***** Stored records

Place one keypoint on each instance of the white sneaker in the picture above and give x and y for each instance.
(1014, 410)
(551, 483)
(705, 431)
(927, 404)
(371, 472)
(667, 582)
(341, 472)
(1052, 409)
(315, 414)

**********

Task instructions » Revise the listing by replacing "white sneaker" with "white athletic shoe" and keeping everything else unchanged.

Solution for this exercise »
Place one keypoint on each instance of the white athletic shoe in the picture above and give x and y for each instance.
(1014, 410)
(551, 483)
(705, 431)
(927, 404)
(371, 472)
(667, 582)
(341, 472)
(1052, 409)
(315, 414)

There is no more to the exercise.